◆ Document
□ □ □ □

Okay, that's all I've got for now.

September 24, 2015

I Suck At Blogging

Philoso-Rant's Mascot
Let's face it.  I am not a good blogger.

Over the past several years, on this very blog, I've written about economics, data, math, science, philosophy, dreams, the universe, jokes, resumes, business, futurism, and The Onion.    I even wrote one article where literally every sentence was semi-randomly generated (with the help of some custom JavaScript code that I wrote), so the article was entirely different every time it was read… I've never seen anybody even attempt something like that before!

But nobody gives a flying fuck.  Total crickets.  I've written precisely 60 blog entries and have 6 comments TOTAL.  It's sad.

You can think of my blog as a party.  I had envisioned that I'd be the hip maĆ®tre d'hotel, sashaying about, serving scallops wrapped in bacon (aka, my delightfully witty blog entries) to a crowd of  high-powered and exclusive guests (my message board commenters).

But the reality seems to be that my party is on par a sub-par Marching Band / Color Guard mixer, where several attendees are wearing orthodontic headgear and others are having a depressingly passionate discussion about Boba Fett.  And instead of scallops wrapped in bacon, my posts are more like a bag of Utz potato chips and some french onion dip straight from a can, with the CVS price tag still on it, set atop a rickety card table.

So, if these words find their way to your eyeballs, then right at this very second you are attending arguably the lamest party on the Internet.  Congrats.

In related news, I am presently in discussions with my publicist, evaluating the merits of me posing nude to boost readership.  However, some preliminary A-B testing of the idea suggests that that's a terrible strategy.  Perhaps I should just pose topless, and see how that goes first.

Anyway, in each of my articles, I try to present an imaginative comparison or analogy, to provide my readers with some novel perspective.  So, here goes: There are likely several hundred Japanese scat-themed sites with substantially larger readerships than my sorry, sorry blog.

tl;dr:  When it comes to blogging, I am bad and should feel bad.

□ □ □ □

(Excerpts of location labeling data)
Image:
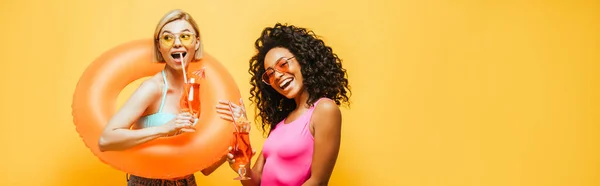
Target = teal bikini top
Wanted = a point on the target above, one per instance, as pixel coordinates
(160, 117)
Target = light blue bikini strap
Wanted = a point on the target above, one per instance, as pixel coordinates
(164, 96)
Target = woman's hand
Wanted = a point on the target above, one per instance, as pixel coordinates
(225, 108)
(182, 123)
(231, 159)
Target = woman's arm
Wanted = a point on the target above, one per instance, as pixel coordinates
(117, 134)
(327, 124)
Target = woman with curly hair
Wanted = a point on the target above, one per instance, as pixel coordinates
(298, 84)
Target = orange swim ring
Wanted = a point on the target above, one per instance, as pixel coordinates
(94, 103)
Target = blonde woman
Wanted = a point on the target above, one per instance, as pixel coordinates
(153, 110)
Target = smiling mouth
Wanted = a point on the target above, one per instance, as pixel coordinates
(176, 55)
(285, 83)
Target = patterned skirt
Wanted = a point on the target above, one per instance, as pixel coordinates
(188, 180)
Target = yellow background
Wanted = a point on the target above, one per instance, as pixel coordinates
(485, 93)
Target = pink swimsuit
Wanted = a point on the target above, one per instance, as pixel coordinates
(288, 152)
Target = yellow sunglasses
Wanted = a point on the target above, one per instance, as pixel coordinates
(167, 40)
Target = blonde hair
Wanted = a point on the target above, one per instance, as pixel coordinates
(171, 16)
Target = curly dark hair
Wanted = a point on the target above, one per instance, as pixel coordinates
(321, 70)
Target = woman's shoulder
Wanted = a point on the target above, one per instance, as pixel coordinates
(326, 107)
(152, 85)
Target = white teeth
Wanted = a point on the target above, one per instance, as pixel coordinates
(284, 82)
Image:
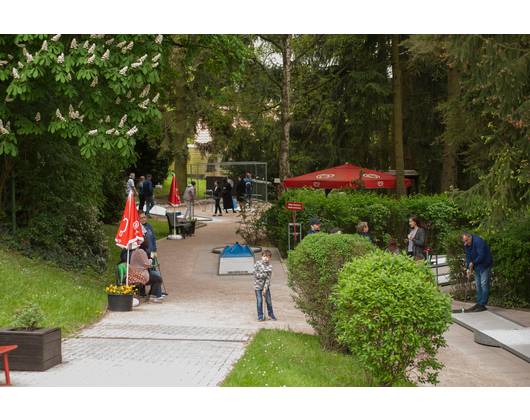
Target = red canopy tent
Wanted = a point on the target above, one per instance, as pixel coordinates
(342, 177)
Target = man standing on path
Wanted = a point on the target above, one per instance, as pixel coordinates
(130, 185)
(148, 194)
(479, 260)
(189, 196)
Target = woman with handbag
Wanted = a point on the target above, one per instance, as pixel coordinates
(416, 238)
(142, 264)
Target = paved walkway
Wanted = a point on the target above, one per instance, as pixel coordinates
(205, 322)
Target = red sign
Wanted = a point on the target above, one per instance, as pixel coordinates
(294, 206)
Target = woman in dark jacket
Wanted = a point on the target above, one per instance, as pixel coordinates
(241, 191)
(226, 189)
(416, 237)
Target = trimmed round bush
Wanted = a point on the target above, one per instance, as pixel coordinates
(391, 315)
(313, 269)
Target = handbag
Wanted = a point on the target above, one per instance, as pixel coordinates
(136, 277)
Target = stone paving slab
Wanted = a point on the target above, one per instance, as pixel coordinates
(492, 329)
(144, 355)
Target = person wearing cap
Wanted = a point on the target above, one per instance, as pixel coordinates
(314, 224)
(189, 195)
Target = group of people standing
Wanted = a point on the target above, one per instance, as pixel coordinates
(479, 259)
(224, 191)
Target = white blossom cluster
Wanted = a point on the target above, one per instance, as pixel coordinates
(58, 114)
(128, 47)
(3, 130)
(73, 115)
(145, 92)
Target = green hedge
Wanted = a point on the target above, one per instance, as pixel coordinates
(392, 317)
(313, 270)
(387, 217)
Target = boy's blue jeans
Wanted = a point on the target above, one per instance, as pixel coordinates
(482, 281)
(259, 302)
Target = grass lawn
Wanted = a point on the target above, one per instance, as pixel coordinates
(69, 299)
(277, 358)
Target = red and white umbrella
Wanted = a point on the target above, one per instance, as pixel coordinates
(174, 198)
(129, 234)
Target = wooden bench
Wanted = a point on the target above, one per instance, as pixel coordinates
(4, 350)
(183, 227)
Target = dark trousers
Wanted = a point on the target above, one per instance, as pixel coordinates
(218, 206)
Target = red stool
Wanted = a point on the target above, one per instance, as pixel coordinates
(5, 351)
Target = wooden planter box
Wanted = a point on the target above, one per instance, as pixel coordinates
(37, 350)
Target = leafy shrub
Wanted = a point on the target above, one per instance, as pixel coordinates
(392, 317)
(84, 237)
(313, 268)
(386, 216)
(82, 244)
(251, 226)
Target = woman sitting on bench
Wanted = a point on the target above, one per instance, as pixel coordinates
(141, 263)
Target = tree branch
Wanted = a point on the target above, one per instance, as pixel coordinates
(295, 97)
(307, 49)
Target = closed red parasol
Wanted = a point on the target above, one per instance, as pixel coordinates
(129, 234)
(174, 198)
(342, 177)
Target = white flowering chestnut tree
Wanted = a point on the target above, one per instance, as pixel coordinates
(99, 89)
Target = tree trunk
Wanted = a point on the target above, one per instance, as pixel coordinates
(180, 115)
(285, 171)
(449, 160)
(398, 120)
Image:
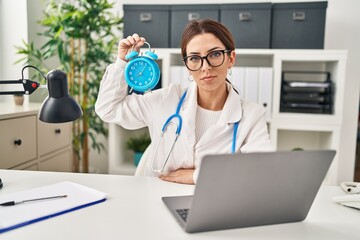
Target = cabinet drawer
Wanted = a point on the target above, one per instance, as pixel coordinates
(149, 21)
(17, 141)
(61, 162)
(53, 136)
(298, 25)
(249, 23)
(181, 15)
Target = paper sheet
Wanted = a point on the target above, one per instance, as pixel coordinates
(78, 196)
(351, 200)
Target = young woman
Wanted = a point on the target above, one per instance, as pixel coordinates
(214, 118)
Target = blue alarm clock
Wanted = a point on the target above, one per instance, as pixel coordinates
(142, 72)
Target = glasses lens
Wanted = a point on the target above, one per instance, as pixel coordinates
(214, 59)
(193, 62)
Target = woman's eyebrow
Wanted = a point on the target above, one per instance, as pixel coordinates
(210, 50)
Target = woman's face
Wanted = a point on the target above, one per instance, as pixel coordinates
(209, 78)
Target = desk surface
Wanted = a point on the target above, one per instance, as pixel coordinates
(134, 210)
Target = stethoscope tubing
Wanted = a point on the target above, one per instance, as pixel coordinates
(178, 130)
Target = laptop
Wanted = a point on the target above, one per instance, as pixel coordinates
(251, 189)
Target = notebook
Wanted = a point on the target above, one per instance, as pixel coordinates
(253, 189)
(78, 196)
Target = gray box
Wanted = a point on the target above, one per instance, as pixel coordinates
(181, 15)
(298, 25)
(249, 23)
(149, 21)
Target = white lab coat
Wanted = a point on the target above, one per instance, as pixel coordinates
(154, 108)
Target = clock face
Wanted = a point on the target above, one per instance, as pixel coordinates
(142, 74)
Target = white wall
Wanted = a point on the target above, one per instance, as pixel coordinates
(343, 32)
(13, 29)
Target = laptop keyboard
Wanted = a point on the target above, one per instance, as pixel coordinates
(183, 213)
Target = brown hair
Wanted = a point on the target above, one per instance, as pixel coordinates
(202, 26)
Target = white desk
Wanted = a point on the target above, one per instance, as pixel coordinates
(134, 210)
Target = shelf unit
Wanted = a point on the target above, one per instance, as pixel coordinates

□ □ □ □

◆ Problems and tasks
1. Answer the following questions using the blog post.
(a) How many blog entries and how many comments does the writer report having?
(b) What does the writer say the posts are more like, instead of scallops wrapped in bacon?
(c) What did the writer use to help semi-randomly generate every sentence of one article?
2. Locate each line in the rows that contains the string "with".

◆ Solutions below
1.
(a) 60 blog entries and 6 comments in total.
(b) A bag of Utz potato chips and some french onion dip straight from a can, its CVS price tag still on it, set atop a rickety card table.
(c) Custom JavaScript code that the writer wrote.

2.
Target = woman with curly hair
Target = woman with handbag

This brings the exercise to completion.